*** Block opens ***

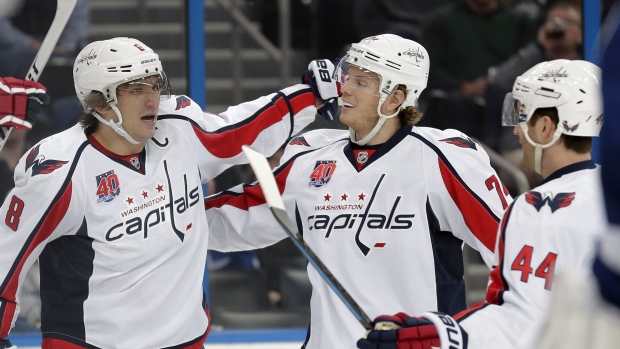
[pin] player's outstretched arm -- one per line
(320, 78)
(20, 102)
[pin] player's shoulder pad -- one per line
(52, 156)
(314, 139)
(452, 143)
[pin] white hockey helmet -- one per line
(397, 61)
(573, 87)
(103, 65)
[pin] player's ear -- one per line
(548, 127)
(395, 100)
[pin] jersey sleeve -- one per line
(466, 194)
(264, 124)
(534, 244)
(502, 321)
(42, 206)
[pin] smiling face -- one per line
(360, 98)
(138, 102)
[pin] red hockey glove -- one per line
(6, 344)
(324, 87)
(20, 102)
(404, 332)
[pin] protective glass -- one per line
(350, 75)
(514, 111)
(150, 88)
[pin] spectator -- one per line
(559, 37)
(464, 40)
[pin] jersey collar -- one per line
(578, 166)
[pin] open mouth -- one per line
(346, 105)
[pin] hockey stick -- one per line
(64, 8)
(268, 185)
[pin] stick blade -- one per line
(267, 182)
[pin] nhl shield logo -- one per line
(322, 173)
(362, 157)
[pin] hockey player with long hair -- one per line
(113, 208)
(556, 109)
(386, 205)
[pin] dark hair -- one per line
(410, 115)
(93, 100)
(580, 145)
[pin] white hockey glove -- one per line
(20, 102)
(429, 331)
(319, 77)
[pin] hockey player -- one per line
(585, 308)
(386, 206)
(557, 109)
(113, 210)
(20, 102)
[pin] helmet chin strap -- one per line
(538, 148)
(116, 126)
(382, 119)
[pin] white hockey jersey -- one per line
(122, 248)
(552, 228)
(391, 233)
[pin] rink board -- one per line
(251, 339)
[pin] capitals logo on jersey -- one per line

*** Block closes ***

Exercise description ▸ Return every record exactly, without the pictures.

Output of the exercise ▸
[pin] player's outstretched arm -- one per line
(320, 78)
(20, 102)
[pin] player's shoulder pad -- one per line
(52, 156)
(314, 139)
(452, 143)
[pin] white hockey helmet -- one per line
(397, 61)
(573, 87)
(103, 65)
[pin] player's ear -- one per line
(548, 127)
(395, 100)
[pin] jersey sleeve -- one per line
(466, 194)
(264, 124)
(534, 244)
(502, 321)
(42, 206)
[pin] smiling face -- one per line
(360, 98)
(138, 102)
[pin] red hockey glove -- one per line
(6, 344)
(324, 87)
(20, 102)
(404, 332)
[pin] protective glass -- one per line
(350, 75)
(514, 111)
(150, 88)
[pin] spectator -- one per line
(559, 37)
(464, 40)
[pin] jersey collar -- one per line
(578, 166)
[pin] open mouth -- one per line
(346, 105)
[pin] hockey stick -- one per line
(64, 8)
(268, 185)
[pin] stick blade -- one per line
(267, 182)
[pin] nhl shield logo -- one per line
(322, 173)
(362, 157)
[pin] hockey player with long hair -- one per line
(113, 208)
(556, 109)
(386, 205)
[pin] dark hair -- one per line
(410, 115)
(93, 100)
(580, 145)
[pin] white hockey glove -- one per line
(20, 102)
(429, 331)
(319, 77)
[pin] hockey player -- one per line
(585, 308)
(386, 206)
(557, 109)
(113, 210)
(20, 102)
[pin] helmet chin strap -- one per line
(538, 148)
(116, 126)
(382, 119)
[pin] white hockey jersey -- one per line
(122, 248)
(552, 228)
(391, 233)
[pin] rink board -- one per line
(251, 339)
[pin] capitals logo on jersey -- one per line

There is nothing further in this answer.